### CONSIGNES DE TRAVAIL
A. Répondez à ces questions sur le texte d'étude consacré à l'Initiative de défense stratégique :
(i) Quel est le titre du chapitre XVI ?
(ii) Sous quelle tête de chapitre se trouve le long passage cité ?
(iii) D'après la citation, en quel mois le président Reagan annonça-t-il l'Initiative de défense stratégique ?
B. Relevez dans le texte d'étude toutes les expressions placées entre guillemets dans la phrase qui commence par « La lancer fut ».

### TEXTE D'ÉTUDE
----------

Au chapitre XVI, « Des hommes avec qui on peut faire des affaires », elle explique la participation de son gouvernement à l’Initiative de défense stratégique.

 

La lancer fut, de son avis, la « décision la plus importante » de Reagan : « elle s’avéra capitale dans la victoire de l’Ouest durant la Guerre froide » ; elle imposa « plus de tensions économiques et une plus grande austérité » à la société soviétique et finalement ses « implications technologiques et financières pour l’URSS furent dévastatrices ».

 

Sous la tête de chapitre : « Réévaluer l’Union soviétique », elle décrit une série de concepts dont l’essence apparaît dans un long passage où elle témoigne de ce complot brutal. Je le cite textuellement :

« Début 1983, les Soviétiques doivent avoir fini par se rendre compte que leur jeu de manipulation et d’intimidation allait bientôt s’achever. Les gouvernements européens n’étaient pas disposés à tomber dans leur piège, autrement dit la proposition d’une "zone exempte d’armes nucléaires" en Europe, et ils poursuivirent leurs préparatifs pour déployer les missiles de croisière et Pershing. En mars, le président Reagan annonça que les Etats-Unis préparaient une Initiative de défense stratégique (IDS) dont les conséquences technologiques et financières pour l’URSS seraient dévastatrices.

----------

### MATÉRIEL FOURNI

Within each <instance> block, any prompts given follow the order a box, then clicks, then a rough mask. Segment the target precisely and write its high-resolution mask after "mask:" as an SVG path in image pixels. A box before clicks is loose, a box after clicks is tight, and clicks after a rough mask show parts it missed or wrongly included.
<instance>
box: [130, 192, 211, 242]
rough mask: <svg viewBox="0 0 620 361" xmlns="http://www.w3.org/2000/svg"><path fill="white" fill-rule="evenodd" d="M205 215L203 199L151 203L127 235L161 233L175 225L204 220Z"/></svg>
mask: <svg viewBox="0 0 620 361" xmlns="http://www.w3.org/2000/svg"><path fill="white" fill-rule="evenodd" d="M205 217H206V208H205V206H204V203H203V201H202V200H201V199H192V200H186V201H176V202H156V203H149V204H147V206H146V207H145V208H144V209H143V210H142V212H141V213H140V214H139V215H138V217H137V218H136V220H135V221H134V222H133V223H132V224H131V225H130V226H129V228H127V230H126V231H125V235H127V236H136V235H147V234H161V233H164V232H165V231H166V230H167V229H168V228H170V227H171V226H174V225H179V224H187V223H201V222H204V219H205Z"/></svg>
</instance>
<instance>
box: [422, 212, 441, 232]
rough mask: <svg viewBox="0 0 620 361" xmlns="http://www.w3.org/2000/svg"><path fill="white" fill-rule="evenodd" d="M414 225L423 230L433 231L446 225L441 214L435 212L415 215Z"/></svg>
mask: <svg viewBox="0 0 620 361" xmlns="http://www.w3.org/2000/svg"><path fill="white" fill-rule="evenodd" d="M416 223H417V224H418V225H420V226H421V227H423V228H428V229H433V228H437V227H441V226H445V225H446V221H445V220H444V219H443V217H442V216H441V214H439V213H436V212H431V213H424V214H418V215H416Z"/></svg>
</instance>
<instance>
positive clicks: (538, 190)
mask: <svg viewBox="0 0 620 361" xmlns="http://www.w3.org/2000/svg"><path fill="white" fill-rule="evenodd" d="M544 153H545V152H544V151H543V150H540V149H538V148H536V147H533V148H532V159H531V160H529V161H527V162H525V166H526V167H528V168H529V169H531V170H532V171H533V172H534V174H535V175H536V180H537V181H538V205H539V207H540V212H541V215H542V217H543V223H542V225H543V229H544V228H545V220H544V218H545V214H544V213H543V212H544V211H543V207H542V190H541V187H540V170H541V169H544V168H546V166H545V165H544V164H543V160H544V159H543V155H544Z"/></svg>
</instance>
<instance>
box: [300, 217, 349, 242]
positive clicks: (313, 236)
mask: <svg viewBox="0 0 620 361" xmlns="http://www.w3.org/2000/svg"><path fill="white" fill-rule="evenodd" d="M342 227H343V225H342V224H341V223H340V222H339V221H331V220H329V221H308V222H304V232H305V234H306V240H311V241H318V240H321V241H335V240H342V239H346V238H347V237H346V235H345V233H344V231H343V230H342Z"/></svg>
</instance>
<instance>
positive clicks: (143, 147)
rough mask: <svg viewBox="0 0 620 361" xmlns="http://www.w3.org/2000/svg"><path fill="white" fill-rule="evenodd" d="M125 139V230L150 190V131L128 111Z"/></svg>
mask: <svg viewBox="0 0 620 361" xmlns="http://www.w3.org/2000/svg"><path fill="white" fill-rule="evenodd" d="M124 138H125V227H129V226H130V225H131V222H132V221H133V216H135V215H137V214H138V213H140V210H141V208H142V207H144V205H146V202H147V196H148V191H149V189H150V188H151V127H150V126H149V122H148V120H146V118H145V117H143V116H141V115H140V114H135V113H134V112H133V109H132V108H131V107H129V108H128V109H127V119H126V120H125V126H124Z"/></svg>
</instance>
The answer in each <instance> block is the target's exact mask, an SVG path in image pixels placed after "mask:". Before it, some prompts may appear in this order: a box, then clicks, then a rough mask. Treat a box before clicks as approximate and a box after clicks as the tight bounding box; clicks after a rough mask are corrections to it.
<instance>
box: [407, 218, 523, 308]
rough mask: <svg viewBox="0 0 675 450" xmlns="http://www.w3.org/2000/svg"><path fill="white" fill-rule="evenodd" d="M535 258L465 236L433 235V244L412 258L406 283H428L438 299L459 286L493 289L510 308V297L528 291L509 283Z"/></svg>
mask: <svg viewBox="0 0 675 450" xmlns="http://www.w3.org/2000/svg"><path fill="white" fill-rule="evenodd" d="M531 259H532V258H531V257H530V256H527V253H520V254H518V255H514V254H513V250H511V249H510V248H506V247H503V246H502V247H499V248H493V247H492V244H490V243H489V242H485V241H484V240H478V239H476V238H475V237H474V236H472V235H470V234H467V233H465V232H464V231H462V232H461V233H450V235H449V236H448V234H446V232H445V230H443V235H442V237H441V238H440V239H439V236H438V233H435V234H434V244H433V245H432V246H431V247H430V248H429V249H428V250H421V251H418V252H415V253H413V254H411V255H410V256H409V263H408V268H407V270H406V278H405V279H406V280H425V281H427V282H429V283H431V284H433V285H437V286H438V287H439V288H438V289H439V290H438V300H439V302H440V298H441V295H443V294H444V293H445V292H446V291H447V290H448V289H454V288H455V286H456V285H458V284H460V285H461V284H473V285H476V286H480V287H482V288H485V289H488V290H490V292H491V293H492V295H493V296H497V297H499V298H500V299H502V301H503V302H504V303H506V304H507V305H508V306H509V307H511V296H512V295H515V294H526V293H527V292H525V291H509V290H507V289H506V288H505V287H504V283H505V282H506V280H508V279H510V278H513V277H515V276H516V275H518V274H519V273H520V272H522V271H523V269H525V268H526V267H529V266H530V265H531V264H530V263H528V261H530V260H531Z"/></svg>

----------

### RÉPONSES DANS L'ORDRE
A.
(i) « Des hommes avec qui on peut faire des affaires »
(ii) « Réévaluer l’Union soviétique »
(iii) En mars

B.
« décision la plus importante »
« elle s’avéra capitale dans la victoire de l’Ouest durant la Guerre froide »
« plus de tensions économiques et une plus grande austérité »
« implications technologiques et financières pour l’URSS furent dévastatrices »